* [ВОПРОСЫ]:
(a) Укажите по исходному тексту, во что Шарль Озанам с помощью машины собственного изобретения конвертировал биение сердца.
(b) Определите, согласуется ли с исходным текстом каждое из утверждений ниже, и для каждого ответьте «да» или «нет», дословно процитировав решающие слова текста. (i) Хронофотография похожа на тело больше, чем радиография. (ii) Продуктивное использование фотографии начинается в астрономии. (iii) Озанам использовал репрезентативную способность фотографии.
(c) Перечислите всех исследователей, названных в исходном тексте по имени или фамилии.

* [ИСХОДНЫЙ ТЕКСТ]:
****
Радиография и хронофотография больше не представляют тело, они делают его виртуальным в том смысле, что помещают его, вне всякого отношения к видимости, в общую проблематику: изучение движений у Марея, исследование внутренностей тела лучами Х. Хронофотография виртуализирует тело, поскольку делает своей целью только механизмы прыжка, ходьбы или бега, что приводит ее к отрицанию телесной формы. Хронофотографические протоколы и формы являются также процедурами производства знания. «В прыжке в длину, – отмечает Марей, – геометрическое положение каждой точки тела в разных фазах движения выражено почти непрерывными кривыми; линии костей порождают более-менее сложные поверхности, открывая движения, существование которых невозможно было бы даже заподозрить с помощью простого наблюдения»[195]. На место наблюдения встает анализ, на место имитации видимостей – геометрические траектории. Хронофотография еще в большей мере, чем радиография, не похожа на тело, и обе они соответствуют проблематике, которой их подчиняет в первом случае Марей, во втором – радиолог. Действительно, тело находится между виртуализацией и актуализацией, на пересечении вопроса (механика движений) и конкретного и специфического ответа (протокол и формы хронофотографии). Так документ перестает подчиняться традиционным законам репрезентации, аналогии, сходства, перспективы. Калька становится картой, то есть проблематизацией, конструкцией. Это уже не простая регистрация, но инструмент исследования.
Иллюстрировать
Ориентация фотографии-документа на исследование, на производство научного знания и даже (в радиографии) на терапевтическое действие появилась не раньше конца XIX века – как из‑за некоторой неповоротливости научной среды, так и по причине длительного технического несовершенства самой фотографии. Ее продуктивное использование начинается в астрономии, затем в медицине – в работах Дюшена де Булоня по механизмам человеческого лица (1862) и Шарля Озанама по наглядному изображению сердцебиений (1869). С помощью машины собственного изобретения Озанам конвертировал биение сердца в движения пера, регистрируемые фотографически, используя, таким образом, только регистрирующую способность фотографии, а не репрезентативную. За десять лет до Марея он выводит фотографию из регистра изображения вещей, применяя ее только для визуальной передачи тактильного феномена. Эта транспозиция тактильного в визуальное происходит внутри специально созданного записывающего аппарата. Впервые фотография рассматривается уже не как абсолютно совершенный рисунок, но как регистрирующее устройство, пригодное для ввода в экспериментальный протокол.
****
* [ДАННЫЕ]:
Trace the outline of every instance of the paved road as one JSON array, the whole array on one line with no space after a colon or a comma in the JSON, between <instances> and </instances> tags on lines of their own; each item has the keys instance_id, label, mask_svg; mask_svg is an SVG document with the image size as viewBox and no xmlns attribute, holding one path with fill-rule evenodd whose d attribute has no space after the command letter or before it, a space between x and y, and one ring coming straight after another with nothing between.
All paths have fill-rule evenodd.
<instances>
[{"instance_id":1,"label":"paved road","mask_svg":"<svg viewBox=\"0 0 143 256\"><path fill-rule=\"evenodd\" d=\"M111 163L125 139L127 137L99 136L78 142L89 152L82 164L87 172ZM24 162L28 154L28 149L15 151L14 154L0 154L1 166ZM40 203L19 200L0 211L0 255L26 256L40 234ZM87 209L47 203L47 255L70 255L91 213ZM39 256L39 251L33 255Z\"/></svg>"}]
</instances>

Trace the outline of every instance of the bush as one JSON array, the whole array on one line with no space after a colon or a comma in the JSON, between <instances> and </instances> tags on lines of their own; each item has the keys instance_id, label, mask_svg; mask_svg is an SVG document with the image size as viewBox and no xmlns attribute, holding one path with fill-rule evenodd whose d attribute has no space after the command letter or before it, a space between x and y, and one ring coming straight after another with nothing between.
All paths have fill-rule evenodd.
****
* [РЕЗУЛЬТАТЫ]:
(a) В движения пера, регистрируемые фотографически.

(b)
(i) Нет: «Хронофотография еще в большей мере, чем радиография, не похожа на тело».
(ii) Да: «Ее продуктивное использование начинается в астрономии, затем в медицине».
(iii) Нет: «используя, таким образом, только регистрирующую способность фотографии, а не репрезентативную».

(c) Марей, Дюшен де Булонь, Шарль Озанам.